Short problem →
Identify every line of the material below that contains the string "query" and copy each such line. Treat uppercase and lowercase letters as distinct.

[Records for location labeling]
------------------------------------------------------------

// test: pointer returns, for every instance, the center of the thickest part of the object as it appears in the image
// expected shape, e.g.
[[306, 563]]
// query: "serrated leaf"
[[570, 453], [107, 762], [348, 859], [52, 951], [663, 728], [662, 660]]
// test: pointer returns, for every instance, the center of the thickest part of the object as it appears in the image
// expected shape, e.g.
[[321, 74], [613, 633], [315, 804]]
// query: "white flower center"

------------------------------------------------------------

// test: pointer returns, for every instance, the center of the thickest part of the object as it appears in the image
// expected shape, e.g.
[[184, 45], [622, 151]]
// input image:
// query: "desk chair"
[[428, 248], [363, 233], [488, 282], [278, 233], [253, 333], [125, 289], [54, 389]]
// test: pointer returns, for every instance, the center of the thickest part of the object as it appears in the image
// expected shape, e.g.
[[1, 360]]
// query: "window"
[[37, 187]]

------------------------------------------------------------

Exercise output →
// query: "serrated leaf"
// query: "white flower center"
// query: "desk chair"
// query: "window"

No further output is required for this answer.